▶ [What is needed]: Carry on the forum thread about going into a pre-employment physical with a broken pinky finger, picking up right after its last line.

▶ [Source]:

#####

Just don't go in there accident prone. Not sure how you broke it but don't joke around about it. Be serious and straight up about it. Tell him it got injured, it got fixed and it feels great and you're ready to go to work.


----------



## splatz (May 23, 2015)

There is no way broken finger is on the screening list, don't lie about it. 

However, if there's a lifting test or something, you could have an issue. I had a pre-employment screening for a trucking company eons ago where you had to demonstrate you could lift a bucket of sand or something onto a high shelf three times.


----------



## cwsims84 (Jan 21, 2012)

The physical is just making sure you aren’t going to have a heart attack on the job... they want to make sure you are in good health before offering you a job. The pinky is going to kill you, you’ll be fine.


----------



## Southeast Power (Jan 18, 2009)

If they see your broken pinky finger and ask if someone punched you in the nose, I'll guarantee you passed. :smile:


----------



## electrician85 (May 8, 2019)

Thank you everyone for the input. I’m a little less worried now. I’ll post what happens


----------



## wildleg (Apr 12, 2009)

#####

▶ [Dataset entries]:
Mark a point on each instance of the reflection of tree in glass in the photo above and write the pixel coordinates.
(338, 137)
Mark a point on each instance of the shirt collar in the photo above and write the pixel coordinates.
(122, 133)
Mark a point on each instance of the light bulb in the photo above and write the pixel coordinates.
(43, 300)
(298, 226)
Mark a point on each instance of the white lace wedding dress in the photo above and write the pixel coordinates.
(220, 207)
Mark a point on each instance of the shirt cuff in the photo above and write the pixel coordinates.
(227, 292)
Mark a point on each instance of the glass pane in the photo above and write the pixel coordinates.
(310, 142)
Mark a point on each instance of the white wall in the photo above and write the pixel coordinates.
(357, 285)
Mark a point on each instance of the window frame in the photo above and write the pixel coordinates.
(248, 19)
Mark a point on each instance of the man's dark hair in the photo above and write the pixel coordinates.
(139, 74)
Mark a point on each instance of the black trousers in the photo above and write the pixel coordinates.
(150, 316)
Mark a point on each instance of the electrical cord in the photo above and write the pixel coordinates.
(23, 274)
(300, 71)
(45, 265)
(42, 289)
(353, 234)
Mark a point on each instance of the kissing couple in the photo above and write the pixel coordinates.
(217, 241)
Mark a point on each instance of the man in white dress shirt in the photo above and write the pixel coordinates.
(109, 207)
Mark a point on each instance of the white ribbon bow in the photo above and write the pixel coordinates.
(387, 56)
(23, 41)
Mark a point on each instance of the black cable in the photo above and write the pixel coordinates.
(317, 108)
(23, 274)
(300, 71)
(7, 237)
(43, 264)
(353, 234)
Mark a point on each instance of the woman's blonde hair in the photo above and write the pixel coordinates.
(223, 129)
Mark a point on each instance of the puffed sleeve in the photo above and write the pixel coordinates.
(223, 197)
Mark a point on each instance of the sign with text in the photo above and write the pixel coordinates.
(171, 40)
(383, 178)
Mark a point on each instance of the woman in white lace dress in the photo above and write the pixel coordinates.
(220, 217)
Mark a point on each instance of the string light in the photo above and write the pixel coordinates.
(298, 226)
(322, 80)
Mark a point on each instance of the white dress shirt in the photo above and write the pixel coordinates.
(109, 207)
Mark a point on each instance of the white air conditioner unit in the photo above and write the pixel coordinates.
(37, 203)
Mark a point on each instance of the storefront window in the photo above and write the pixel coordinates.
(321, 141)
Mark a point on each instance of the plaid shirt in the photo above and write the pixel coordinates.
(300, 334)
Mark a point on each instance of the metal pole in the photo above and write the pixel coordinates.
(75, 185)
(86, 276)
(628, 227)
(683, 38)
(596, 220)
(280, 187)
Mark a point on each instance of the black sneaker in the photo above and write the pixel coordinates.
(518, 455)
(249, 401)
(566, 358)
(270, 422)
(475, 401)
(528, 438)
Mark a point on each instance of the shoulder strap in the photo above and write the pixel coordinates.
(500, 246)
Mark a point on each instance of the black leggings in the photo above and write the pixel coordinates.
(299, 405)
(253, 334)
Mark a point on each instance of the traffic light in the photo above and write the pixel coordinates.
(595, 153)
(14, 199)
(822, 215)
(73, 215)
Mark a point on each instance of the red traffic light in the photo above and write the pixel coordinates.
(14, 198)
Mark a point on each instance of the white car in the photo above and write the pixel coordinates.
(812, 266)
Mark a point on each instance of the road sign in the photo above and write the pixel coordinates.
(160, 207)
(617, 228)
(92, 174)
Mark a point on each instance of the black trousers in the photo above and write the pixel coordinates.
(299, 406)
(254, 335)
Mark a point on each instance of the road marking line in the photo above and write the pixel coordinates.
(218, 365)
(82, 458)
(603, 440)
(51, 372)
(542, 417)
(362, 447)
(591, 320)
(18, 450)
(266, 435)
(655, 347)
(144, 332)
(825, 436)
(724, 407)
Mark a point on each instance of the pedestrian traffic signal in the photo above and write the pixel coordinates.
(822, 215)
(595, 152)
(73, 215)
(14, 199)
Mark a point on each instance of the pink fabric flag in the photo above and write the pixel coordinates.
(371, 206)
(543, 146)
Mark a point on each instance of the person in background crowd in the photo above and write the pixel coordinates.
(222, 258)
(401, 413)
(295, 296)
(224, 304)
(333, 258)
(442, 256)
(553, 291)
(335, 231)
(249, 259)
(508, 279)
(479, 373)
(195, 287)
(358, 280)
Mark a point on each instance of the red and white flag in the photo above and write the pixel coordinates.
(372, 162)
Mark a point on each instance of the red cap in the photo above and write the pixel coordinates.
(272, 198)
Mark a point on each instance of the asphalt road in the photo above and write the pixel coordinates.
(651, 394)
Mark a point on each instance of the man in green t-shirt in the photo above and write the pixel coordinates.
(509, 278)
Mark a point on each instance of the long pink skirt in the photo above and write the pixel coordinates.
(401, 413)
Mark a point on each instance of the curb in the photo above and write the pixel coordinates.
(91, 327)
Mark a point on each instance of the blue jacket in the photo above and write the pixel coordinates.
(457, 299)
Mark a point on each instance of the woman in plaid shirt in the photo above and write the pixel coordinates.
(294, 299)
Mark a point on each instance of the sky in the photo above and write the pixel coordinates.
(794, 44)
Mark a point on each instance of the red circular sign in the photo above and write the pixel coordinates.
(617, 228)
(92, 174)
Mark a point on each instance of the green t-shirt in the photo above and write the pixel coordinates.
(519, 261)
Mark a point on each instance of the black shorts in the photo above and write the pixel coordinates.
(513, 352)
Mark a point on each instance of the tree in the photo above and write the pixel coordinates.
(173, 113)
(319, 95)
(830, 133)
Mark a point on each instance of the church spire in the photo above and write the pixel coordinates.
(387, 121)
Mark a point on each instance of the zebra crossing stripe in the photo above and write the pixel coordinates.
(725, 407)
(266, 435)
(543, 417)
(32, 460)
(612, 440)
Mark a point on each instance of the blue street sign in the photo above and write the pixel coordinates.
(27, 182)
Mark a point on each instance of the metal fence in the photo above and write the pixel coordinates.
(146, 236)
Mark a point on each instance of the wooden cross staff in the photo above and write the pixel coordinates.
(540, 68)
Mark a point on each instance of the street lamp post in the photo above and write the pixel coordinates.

#####

▶ [Task response]:
just take a cable cutter and remove the pinky. tell em it was a birth defect and the doctors all lied. problem solved. next !


----------



## electrician85 (May 8, 2019)

My physical was yesterday and I think it went alright! I did have to left a 50 pound box and put it on a shelf and carry it across the room but I was able to do it no problem. They did take note of my finger injury though. Asked how long ago it happened and how it was feeling. My finger injury did happen at work so workers comp covered it. The nurse asked if I had ever been on workers comp and I said yes, so I hope that doesn’t go against me. I believe I passed the physical so now I have to wait to hear back from the union whether I’m officially in or out.


----------



## MikeFL (Apr 16, 2016)

Thanks for the update and good luck with that.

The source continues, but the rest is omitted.